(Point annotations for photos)
········
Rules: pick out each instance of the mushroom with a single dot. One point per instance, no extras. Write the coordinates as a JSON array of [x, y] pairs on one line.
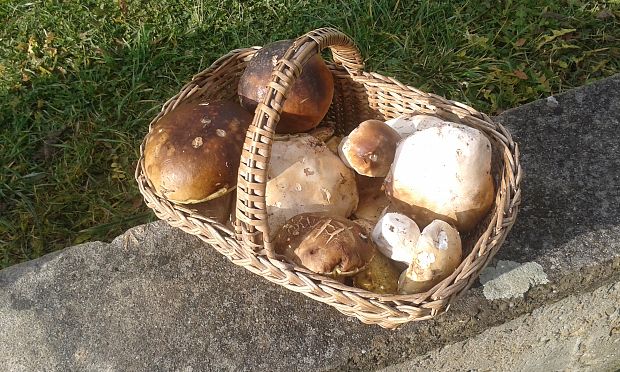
[[218, 209], [436, 255], [369, 148], [372, 198], [192, 153], [396, 236], [380, 276], [328, 245], [407, 125], [333, 143], [304, 176], [443, 172], [309, 98]]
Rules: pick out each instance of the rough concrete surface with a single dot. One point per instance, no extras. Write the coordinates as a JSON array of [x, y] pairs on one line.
[[159, 299], [510, 279], [578, 333]]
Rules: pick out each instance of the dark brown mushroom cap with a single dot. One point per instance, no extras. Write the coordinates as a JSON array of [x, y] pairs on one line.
[[370, 148], [327, 245], [307, 101], [192, 153]]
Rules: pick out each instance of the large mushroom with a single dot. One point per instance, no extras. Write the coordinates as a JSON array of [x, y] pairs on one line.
[[372, 198], [309, 98], [396, 236], [328, 245], [304, 176], [443, 172], [192, 153]]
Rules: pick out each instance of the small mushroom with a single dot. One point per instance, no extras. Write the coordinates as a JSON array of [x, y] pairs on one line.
[[437, 254], [369, 149], [443, 172], [192, 153], [407, 125], [304, 176], [328, 245], [396, 236]]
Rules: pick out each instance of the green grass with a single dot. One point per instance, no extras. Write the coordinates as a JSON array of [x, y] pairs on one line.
[[80, 80]]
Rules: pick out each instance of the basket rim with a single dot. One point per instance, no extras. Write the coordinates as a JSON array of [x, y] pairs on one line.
[[393, 309]]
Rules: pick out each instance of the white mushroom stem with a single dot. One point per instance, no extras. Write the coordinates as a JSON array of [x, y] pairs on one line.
[[407, 125], [436, 255], [396, 236]]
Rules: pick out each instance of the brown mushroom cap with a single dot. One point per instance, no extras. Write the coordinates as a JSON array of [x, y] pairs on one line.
[[307, 101], [369, 149], [327, 245], [192, 153]]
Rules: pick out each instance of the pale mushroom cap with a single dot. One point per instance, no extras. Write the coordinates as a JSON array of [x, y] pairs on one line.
[[369, 148], [437, 253], [406, 125], [304, 176], [396, 236], [443, 172]]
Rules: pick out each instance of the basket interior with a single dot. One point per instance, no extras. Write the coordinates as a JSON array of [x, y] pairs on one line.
[[356, 98]]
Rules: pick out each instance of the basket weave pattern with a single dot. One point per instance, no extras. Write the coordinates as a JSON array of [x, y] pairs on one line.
[[358, 96]]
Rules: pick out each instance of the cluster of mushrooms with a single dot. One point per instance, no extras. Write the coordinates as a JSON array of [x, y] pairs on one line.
[[381, 209]]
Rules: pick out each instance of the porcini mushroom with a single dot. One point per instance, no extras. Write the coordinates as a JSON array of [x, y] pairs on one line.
[[380, 276], [192, 153], [304, 176], [396, 236], [309, 98], [443, 172], [328, 245], [406, 125], [369, 149], [372, 198], [437, 254]]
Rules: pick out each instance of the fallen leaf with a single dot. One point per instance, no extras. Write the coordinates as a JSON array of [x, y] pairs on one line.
[[520, 74]]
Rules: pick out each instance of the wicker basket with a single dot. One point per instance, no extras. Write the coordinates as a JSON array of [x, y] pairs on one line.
[[358, 96]]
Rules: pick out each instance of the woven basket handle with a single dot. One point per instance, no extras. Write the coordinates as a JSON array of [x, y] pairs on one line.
[[251, 212]]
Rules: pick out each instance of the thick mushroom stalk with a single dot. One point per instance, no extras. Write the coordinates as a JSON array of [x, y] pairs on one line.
[[437, 254], [369, 149], [396, 236]]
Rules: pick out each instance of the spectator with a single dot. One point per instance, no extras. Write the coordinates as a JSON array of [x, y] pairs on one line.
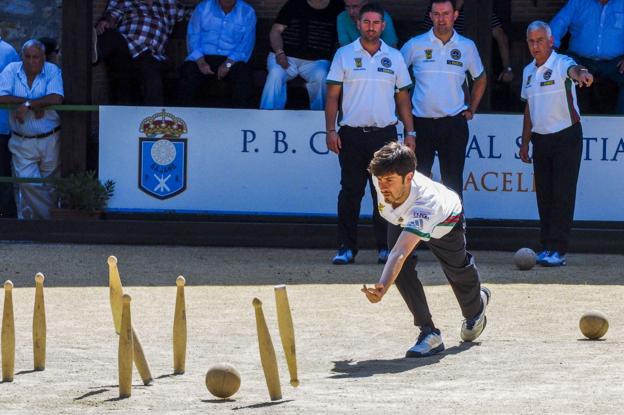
[[553, 125], [52, 50], [347, 28], [34, 85], [7, 201], [302, 38], [499, 35], [132, 39], [596, 38], [440, 60], [220, 39]]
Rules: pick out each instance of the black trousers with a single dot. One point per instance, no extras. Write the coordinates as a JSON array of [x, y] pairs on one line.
[[556, 164], [448, 137], [358, 147], [134, 81], [193, 83], [7, 199], [458, 266]]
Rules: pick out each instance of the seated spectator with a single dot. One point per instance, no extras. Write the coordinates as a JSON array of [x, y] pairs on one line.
[[220, 39], [132, 39], [7, 201], [347, 28], [596, 38], [303, 39], [499, 35], [52, 50], [33, 84]]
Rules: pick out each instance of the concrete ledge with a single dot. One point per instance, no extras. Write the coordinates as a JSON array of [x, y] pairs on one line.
[[284, 233]]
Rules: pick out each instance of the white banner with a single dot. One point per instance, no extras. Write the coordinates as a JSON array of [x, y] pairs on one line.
[[257, 162]]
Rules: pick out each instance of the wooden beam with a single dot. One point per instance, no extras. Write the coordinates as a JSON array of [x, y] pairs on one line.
[[76, 63], [478, 15]]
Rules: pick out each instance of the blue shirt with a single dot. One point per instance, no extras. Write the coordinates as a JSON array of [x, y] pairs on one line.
[[7, 55], [212, 32], [13, 81], [597, 31]]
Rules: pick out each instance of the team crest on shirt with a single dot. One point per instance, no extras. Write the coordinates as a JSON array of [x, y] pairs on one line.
[[162, 155]]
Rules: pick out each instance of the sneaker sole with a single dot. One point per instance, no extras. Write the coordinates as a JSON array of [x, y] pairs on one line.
[[433, 351]]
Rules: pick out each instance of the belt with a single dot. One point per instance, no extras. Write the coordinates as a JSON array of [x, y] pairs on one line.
[[43, 135]]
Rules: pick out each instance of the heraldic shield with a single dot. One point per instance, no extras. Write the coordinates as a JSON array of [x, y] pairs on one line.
[[162, 156]]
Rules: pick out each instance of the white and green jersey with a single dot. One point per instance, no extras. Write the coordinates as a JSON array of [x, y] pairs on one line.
[[430, 211]]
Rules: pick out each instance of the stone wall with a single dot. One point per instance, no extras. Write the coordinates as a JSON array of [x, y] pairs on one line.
[[26, 19]]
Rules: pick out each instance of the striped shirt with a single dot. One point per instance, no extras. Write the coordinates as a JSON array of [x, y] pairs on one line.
[[460, 24], [7, 55], [145, 28], [13, 82]]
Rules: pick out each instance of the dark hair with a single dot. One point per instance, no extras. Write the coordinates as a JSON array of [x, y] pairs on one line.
[[393, 158], [453, 3], [371, 7]]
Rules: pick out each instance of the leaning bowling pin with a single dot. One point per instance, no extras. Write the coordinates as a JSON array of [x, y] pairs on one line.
[[39, 325], [179, 329], [8, 334], [267, 353], [125, 351], [287, 331]]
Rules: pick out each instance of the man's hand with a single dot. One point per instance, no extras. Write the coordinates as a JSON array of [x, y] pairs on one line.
[[333, 141], [524, 153], [20, 113], [204, 67], [222, 71], [282, 60], [374, 295]]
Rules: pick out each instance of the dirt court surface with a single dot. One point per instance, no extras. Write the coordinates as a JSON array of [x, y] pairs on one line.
[[530, 359]]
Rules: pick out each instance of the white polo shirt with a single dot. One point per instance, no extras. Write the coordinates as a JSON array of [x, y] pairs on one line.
[[440, 72], [430, 211], [551, 94], [369, 84]]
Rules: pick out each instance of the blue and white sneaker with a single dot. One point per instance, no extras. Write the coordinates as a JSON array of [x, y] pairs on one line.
[[541, 257], [555, 259], [382, 256], [429, 343], [343, 257], [472, 328]]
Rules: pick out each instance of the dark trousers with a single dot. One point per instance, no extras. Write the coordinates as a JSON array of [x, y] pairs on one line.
[[7, 199], [193, 83], [556, 163], [458, 266], [134, 81], [607, 69], [358, 147], [448, 137]]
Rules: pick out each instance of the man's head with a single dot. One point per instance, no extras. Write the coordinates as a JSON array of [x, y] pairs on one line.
[[371, 22], [33, 56], [353, 8], [540, 41], [443, 15], [393, 165]]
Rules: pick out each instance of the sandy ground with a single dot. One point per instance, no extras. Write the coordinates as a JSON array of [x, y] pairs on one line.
[[531, 358]]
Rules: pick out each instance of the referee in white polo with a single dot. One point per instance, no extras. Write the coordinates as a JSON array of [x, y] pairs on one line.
[[374, 82], [440, 59], [553, 125]]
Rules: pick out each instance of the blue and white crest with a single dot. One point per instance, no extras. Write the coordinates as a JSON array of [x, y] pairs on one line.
[[162, 166]]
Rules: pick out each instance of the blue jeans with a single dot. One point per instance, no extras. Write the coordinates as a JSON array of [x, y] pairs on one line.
[[607, 69]]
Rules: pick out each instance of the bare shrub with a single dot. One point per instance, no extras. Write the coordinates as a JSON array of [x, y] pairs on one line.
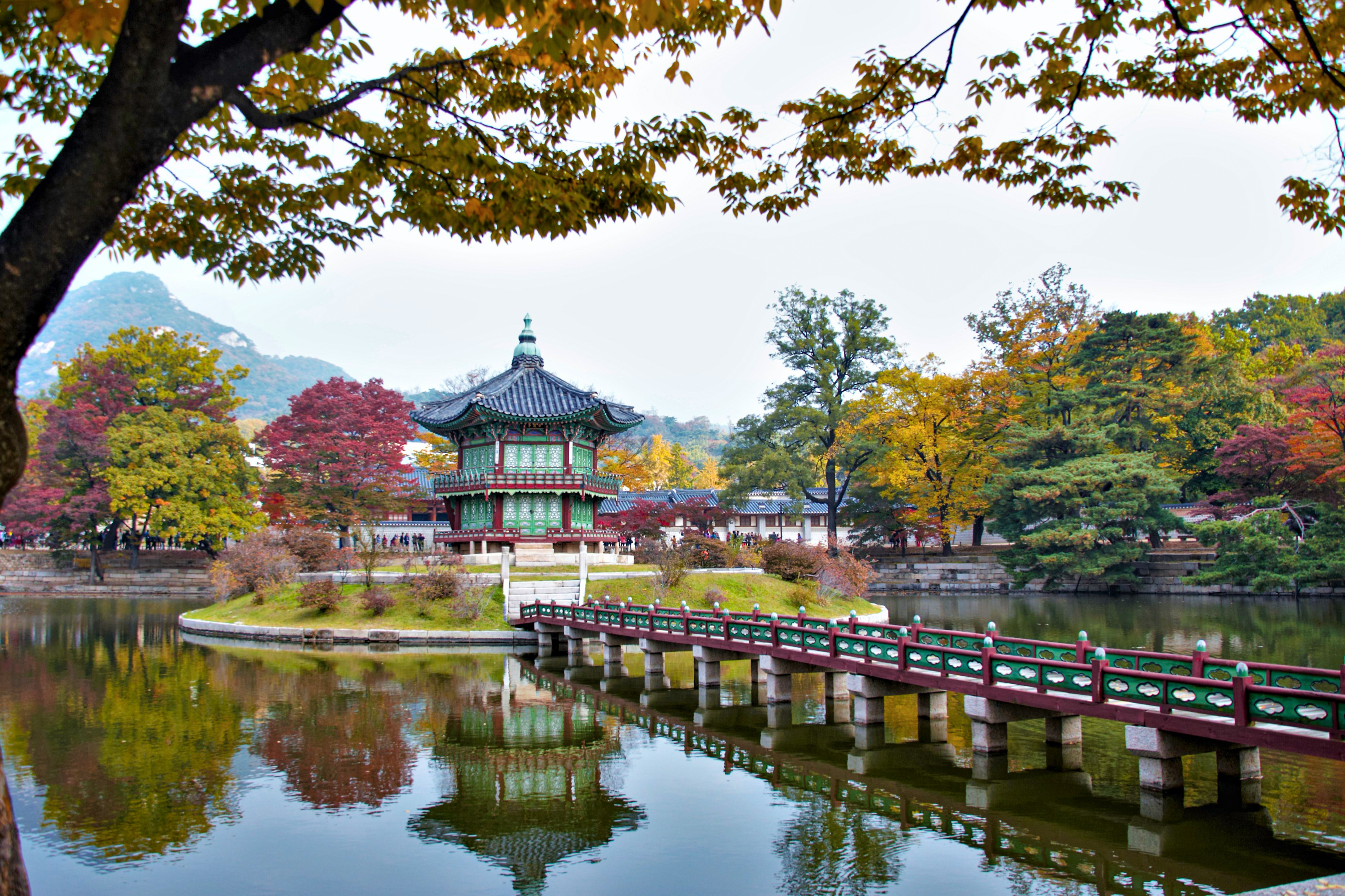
[[313, 548], [440, 583], [369, 551], [705, 553], [377, 601], [470, 603], [322, 595], [672, 564], [791, 560], [260, 560], [224, 585], [845, 574]]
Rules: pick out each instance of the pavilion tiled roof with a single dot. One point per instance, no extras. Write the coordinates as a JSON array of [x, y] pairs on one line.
[[525, 392], [774, 502]]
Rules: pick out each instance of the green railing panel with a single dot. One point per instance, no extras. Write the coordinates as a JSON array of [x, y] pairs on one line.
[[884, 653], [816, 642], [1075, 680], [1132, 687], [1226, 673], [920, 658], [1304, 681], [1292, 708], [1017, 670], [852, 646], [969, 666], [1198, 696]]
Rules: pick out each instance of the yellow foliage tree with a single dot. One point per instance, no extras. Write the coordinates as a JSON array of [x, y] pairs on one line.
[[627, 465], [939, 431], [439, 455], [709, 475]]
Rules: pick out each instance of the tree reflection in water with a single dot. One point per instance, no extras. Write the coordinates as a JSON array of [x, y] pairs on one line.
[[839, 850], [340, 742], [526, 777], [123, 728]]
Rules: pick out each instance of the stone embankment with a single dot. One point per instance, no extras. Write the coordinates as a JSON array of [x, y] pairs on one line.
[[391, 637], [1160, 574], [162, 574]]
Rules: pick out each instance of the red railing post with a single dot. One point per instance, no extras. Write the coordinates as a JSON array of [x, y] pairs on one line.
[[1241, 710], [1198, 660], [1100, 662]]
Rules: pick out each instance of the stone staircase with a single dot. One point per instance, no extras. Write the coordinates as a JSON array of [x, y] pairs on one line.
[[1164, 568], [525, 592]]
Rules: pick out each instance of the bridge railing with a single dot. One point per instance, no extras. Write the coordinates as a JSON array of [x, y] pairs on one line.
[[1194, 683]]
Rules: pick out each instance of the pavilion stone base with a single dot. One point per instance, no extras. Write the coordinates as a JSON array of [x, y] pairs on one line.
[[539, 553]]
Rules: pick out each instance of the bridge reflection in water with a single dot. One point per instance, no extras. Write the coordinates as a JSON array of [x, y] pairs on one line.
[[526, 782], [1048, 820]]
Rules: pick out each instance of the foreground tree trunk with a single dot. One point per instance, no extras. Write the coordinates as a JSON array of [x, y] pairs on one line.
[[14, 878], [832, 509]]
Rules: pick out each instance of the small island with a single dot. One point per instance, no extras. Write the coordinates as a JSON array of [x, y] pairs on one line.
[[736, 592]]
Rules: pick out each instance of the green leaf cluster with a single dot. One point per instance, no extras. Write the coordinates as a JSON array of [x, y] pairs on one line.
[[1075, 512], [1266, 552]]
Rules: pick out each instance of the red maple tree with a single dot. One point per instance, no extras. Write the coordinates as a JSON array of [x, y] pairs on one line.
[[337, 457]]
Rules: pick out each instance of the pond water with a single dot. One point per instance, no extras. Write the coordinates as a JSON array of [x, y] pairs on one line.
[[147, 762]]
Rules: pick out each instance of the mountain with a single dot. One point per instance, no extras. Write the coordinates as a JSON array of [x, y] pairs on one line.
[[142, 301]]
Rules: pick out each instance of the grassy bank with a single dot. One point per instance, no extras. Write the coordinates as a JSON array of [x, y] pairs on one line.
[[700, 592], [283, 610], [735, 592]]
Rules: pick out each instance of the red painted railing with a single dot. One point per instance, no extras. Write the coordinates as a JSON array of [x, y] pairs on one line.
[[1293, 708], [474, 481]]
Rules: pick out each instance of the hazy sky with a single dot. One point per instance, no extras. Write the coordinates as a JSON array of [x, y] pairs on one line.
[[670, 313]]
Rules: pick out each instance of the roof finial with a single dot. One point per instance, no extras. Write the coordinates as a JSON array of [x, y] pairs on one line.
[[525, 353]]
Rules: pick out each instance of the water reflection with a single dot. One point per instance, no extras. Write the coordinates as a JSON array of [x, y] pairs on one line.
[[1039, 824], [134, 746], [123, 728], [528, 784]]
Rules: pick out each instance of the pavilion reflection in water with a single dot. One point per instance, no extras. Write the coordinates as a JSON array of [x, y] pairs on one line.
[[526, 780]]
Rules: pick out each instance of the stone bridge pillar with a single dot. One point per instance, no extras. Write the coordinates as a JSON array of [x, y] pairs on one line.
[[867, 711], [990, 724], [1161, 780], [779, 683], [708, 664]]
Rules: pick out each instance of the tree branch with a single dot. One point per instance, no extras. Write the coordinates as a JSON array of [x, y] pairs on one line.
[[272, 120]]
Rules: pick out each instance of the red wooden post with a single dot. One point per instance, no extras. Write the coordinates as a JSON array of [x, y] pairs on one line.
········
■ What this task involves ■
Copy, line for line, the stretch of the material from the line containing "Rules: pick out each instance of the man's hand" through the line containing "[[530, 359]]".

■ Full solution ■
Rules: pick out each instance of the man's hand with a single dot. One point per instance, no extras. Write the coordinates as a JSON array of [x, y] pairs on one line.
[[333, 141], [524, 153], [20, 113], [204, 67], [222, 71], [282, 60], [374, 295]]
Rules: pick out each instance of the dirt court surface with a single dot. One point per instance, no extras. Write the coordinates as a JSON array of [x, y] pairs on one line.
[[530, 359]]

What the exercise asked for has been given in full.